Data for analysis below:

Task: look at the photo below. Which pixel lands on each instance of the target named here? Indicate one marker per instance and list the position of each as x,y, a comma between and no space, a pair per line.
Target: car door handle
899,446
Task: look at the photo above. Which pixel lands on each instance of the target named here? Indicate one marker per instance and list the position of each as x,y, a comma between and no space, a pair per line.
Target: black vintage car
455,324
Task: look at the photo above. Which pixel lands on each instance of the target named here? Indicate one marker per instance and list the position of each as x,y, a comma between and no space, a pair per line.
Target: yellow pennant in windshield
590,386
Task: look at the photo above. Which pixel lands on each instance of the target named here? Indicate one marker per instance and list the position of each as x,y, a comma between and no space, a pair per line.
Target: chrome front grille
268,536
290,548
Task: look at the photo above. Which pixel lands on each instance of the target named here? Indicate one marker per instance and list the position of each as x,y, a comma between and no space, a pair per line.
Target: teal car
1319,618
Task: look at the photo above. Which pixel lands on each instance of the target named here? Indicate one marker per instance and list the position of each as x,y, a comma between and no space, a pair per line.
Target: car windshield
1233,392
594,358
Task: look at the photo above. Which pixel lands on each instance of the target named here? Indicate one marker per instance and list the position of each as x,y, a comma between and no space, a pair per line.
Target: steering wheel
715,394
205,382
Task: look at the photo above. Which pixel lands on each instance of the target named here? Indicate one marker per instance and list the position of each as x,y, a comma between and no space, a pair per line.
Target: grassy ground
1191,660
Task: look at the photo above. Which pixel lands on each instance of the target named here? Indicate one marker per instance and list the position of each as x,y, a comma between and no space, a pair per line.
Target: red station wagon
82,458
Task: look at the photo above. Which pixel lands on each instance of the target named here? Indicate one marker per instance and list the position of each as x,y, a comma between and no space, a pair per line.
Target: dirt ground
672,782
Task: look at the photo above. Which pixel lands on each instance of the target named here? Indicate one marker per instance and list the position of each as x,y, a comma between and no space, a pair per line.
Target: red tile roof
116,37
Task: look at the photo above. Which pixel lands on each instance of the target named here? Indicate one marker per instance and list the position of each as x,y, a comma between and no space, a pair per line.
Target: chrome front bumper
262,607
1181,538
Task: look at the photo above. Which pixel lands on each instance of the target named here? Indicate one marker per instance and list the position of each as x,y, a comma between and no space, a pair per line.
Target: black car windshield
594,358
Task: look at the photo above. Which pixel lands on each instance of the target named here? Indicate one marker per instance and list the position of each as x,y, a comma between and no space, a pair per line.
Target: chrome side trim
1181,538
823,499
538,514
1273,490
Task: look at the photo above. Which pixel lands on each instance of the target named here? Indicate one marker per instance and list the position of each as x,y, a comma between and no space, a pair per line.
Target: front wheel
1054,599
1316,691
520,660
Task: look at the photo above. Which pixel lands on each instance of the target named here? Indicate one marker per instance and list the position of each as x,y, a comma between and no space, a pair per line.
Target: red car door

End of Data for analysis.

What you should do
A faithful, word-for-word transcript of the material above is the required answer.

Task solution
Task: look at the photo below. Which pixel lands on each instance of the target named here? Indicate one marker per instance and list the position of each as x,y, a comma between and no space, a pair per line.
Target: car door handle
899,446
Task: look at the photo above. Which pixel lands on each instance of the target named here? Indicate one marker per instance and list the position of each as x,y, a comma between and no space, a pair per line.
Target: black vintage car
455,324
Task: look at the photo above. Which pixel lands on each instance of the target named here? Indicate one marker per instance and list the position of each as x,y, a comma between and no space, a pair per line.
Target: yellow pennant in windshield
590,386
Task: look at the photo above. Which pixel lands on each instance of the target named here? Indicate one marker per instance and list the position of each as x,y, a comma between and no space, a pair per line.
Target: chrome front grille
268,536
290,548
Task: look at the photo above. Which pixel lands on each instance of the target named here? Indicate one marker per instance and list the position of each as x,y, a comma between and no space, a pair per line.
Target: teal car
1319,618
Task: look at the photo above. Which pixel lands on each instance of the target named here? Indicate one marker per instance and list the position of each as x,y, a comma between and no space, a pair per line.
Target: car windshield
1233,392
594,358
Task: look at the photo above. Which pixel lands on each instance of the target named here? Indicate one marker per instance and list the position of each as x,y, a comma between and no space, a pair per line.
Target: steering wheel
715,394
205,382
Task: look at the photo above. Which pixel lands on each instance of the target named here? Indicate one marker per instance and list the position of each as x,y, a comma between and no space, a pair per line.
Target: grassy ground
1191,660
Task: look at the photo above. Which pixel lands on each instance of the target named here? Indicate one marker per instance and list the position of each as x,y, a comma between and no space, a pair per line.
Target: red station wagon
82,458
Task: look at the photo above. Which pixel lands on each instance of the target named here? Indicate one marker per instance and list the position of each as x,y, a comma between and no space, a pair per line.
Target: dirt ground
672,782
Task: look at the photo above. Which pixel lands on each instance of the target named here? Indicate one marker per instance and list the position of each as x,y, a comma between and no space, a pair per line.
Target: red tile roof
116,37
Task: look at the photo above. Which pixel lands on each instance of the target named here? Indicate one marker per instance and list the position of each as x,y, a comma between and no space, a pair per line.
Target: chrome front bumper
262,607
1181,538
Task: look at the photo above. Which pixel lands on each instance of the target named here? Indicate one marker per instance and list the position of each as x,y, a comma between and no space, a pair per line.
Target: black car windshield
594,358
Task: look at the photo above. Which pixel lands on each instance of the target named here? Indicate one marker per instance and list the position of each as x,y, a comma between and no space, a pair per line.
Target: chrome side trim
1181,538
823,499
538,514
1273,490
Task: look at the photo above. Which pixel lands on each instance of the target named here? Indicate one marker per instance and list the position of each as x,y, a comma between and no space, a pair per line.
Target: front wheel
1054,599
1316,691
520,660
Task: look at the photo above. Which pixel lands on each instance of the target named here? Indicate one marker per instance and list the position of each as x,y, a comma between and no space, a pair per line.
Target: red car door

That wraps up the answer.